> **Given task**
Copy the listing below word for word, keeping every line as it appears.

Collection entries

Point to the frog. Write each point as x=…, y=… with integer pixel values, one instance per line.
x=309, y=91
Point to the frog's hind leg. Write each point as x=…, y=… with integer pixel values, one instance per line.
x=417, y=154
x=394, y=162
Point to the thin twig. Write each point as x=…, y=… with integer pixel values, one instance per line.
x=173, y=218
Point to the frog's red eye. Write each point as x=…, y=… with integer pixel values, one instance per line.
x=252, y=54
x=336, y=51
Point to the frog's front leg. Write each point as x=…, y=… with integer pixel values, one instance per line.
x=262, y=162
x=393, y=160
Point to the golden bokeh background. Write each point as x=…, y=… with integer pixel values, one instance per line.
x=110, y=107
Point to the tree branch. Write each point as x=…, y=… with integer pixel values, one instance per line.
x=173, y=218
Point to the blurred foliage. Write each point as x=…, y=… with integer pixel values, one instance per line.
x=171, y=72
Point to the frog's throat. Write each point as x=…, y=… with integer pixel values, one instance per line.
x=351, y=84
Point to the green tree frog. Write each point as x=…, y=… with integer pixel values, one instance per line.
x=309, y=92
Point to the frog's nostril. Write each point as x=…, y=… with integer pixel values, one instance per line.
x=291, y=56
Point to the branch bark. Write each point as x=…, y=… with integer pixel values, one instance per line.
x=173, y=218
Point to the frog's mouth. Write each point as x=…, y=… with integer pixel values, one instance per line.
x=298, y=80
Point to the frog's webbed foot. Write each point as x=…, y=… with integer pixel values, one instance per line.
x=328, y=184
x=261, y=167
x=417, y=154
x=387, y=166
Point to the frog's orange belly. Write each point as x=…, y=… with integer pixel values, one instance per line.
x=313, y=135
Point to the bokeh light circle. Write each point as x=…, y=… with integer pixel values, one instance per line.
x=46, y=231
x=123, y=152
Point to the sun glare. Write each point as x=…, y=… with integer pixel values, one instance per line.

> **Correct output**
Point to the frog. Write each point as x=…, y=… with integer pixel values, one instance per line.
x=309, y=91
Point to the frog's hind leg. Write each point as x=…, y=… with integer pixel values, one instance per line.
x=417, y=154
x=394, y=162
Point to the thin twig. Write each point as x=…, y=… with integer pixel values, one instance per line.
x=173, y=218
Point to the frog's red eye. Write each point as x=…, y=… with integer pixel values, one instance per line.
x=252, y=54
x=336, y=51
Point to the frog's front leg. Write each point as x=…, y=… with integer pixel values, one instance per line.
x=262, y=162
x=393, y=160
Point to the golden bokeh background. Write each point as x=…, y=… with integer pixel values, one instance per line.
x=110, y=107
Point to the tree branch. Write each point as x=…, y=… with integer pixel values, one instance per line.
x=173, y=218
Point to the blurred foliage. Write each point as x=…, y=… with integer pixel values, one instance per line.
x=171, y=72
Point to the frog's throat. Write each point as x=…, y=… with integer pixel values, one instance per line.
x=351, y=84
Point to the green tree frog. Write each point as x=…, y=… with integer pixel values, one instance per line.
x=309, y=92
Point to the frog's nostril. Write each point as x=…, y=… with integer pixel values, one instance per line.
x=291, y=56
Point to the branch bark. Write each point as x=…, y=… with integer pixel values, one instance per line.
x=173, y=218
Point to the frog's mouth. Write each point as x=…, y=… with integer pixel values, one instance per line.
x=298, y=80
Point to the frog's webbed foot. Write each point as x=…, y=… with integer pixel values, one instance per line.
x=328, y=184
x=261, y=167
x=417, y=154
x=387, y=166
Point to the frog's orange belly. Write each point as x=…, y=… with integer pixel values, one instance per line.
x=313, y=135
Point to the bokeh light circle. Write each point as x=…, y=… with integer pixel values, one instance per line.
x=46, y=231
x=123, y=152
Point to the sun glare. Write each point as x=…, y=… with integer pixel values, one instance per line.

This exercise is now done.